_Work instructions_
Please echo the following data back line for line, with no changes.
◇ ◇ ◇ ◇
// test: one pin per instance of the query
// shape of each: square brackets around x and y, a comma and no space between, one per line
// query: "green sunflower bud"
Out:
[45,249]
◇ ◇ ◇ ◇
_Task output_
// test: one pin per instance of the query
// shape of each: square brackets around x and y, a comma and no space between, one per line
// query: "green sunflower bud"
Out:
[45,249]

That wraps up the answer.